The reply is to be an exact repetition of the entries that follow, with each picture left out.

RECORDS SHOWN START

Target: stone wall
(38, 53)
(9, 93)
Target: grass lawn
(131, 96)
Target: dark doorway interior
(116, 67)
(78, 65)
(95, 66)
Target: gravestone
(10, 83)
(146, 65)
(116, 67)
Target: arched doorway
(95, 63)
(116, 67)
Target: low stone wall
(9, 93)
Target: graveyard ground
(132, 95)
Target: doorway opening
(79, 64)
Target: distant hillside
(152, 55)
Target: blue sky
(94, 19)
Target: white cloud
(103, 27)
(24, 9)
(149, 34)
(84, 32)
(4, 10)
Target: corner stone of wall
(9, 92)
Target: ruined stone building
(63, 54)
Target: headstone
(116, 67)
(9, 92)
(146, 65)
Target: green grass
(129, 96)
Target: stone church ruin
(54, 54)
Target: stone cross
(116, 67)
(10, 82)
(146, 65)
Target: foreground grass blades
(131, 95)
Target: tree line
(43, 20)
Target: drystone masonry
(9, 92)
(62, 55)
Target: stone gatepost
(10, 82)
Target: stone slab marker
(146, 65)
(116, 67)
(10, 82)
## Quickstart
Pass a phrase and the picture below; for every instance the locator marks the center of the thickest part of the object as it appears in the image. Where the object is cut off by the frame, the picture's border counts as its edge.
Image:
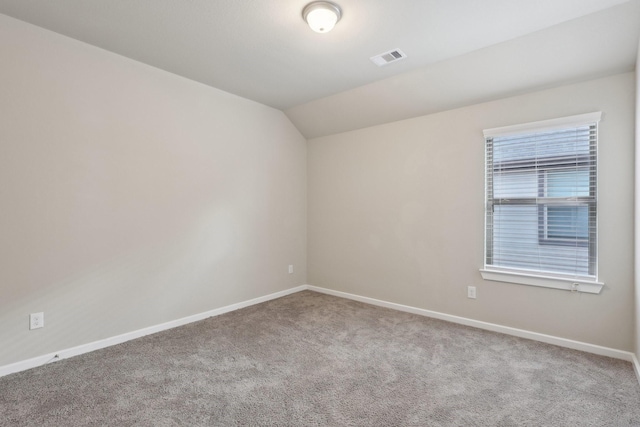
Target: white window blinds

RECORDS SHOWN END

* **RESULT**:
Target: stone wall
(38, 53)
(9, 93)
Target: grass lawn
(131, 96)
Target: dark doorway interior
(116, 67)
(78, 65)
(95, 66)
Target: gravestone
(10, 83)
(146, 65)
(116, 67)
Target: arched doorway
(95, 63)
(116, 67)
Target: low stone wall
(9, 93)
Target: graveyard ground
(132, 95)
Target: doorway opening
(79, 64)
Target: distant hillside
(152, 55)
Target: blue sky
(94, 19)
Target: white cloud
(103, 27)
(24, 9)
(149, 34)
(84, 32)
(4, 10)
Target: corner stone of wall
(9, 92)
Target: ruined stone building
(63, 54)
Target: headstone
(116, 67)
(9, 92)
(146, 65)
Target: green grass
(129, 96)
Target: stone church ruin
(54, 54)
Target: stone cross
(116, 67)
(10, 82)
(146, 65)
Target: foreground grass blades
(131, 95)
Target: tree line
(43, 20)
Target: drystone masonry
(9, 92)
(62, 55)
Target: stone gatepost
(10, 82)
Target: stone slab marker
(146, 65)
(116, 67)
(10, 82)
## Quickstart
Pass a phrase and the picture below; for every instance the locator marks the center of the thickest part of the object as it appears in the image. Where the object is cut off by the frame, the picture's border counts as its edge.
Image:
Target: white window blinds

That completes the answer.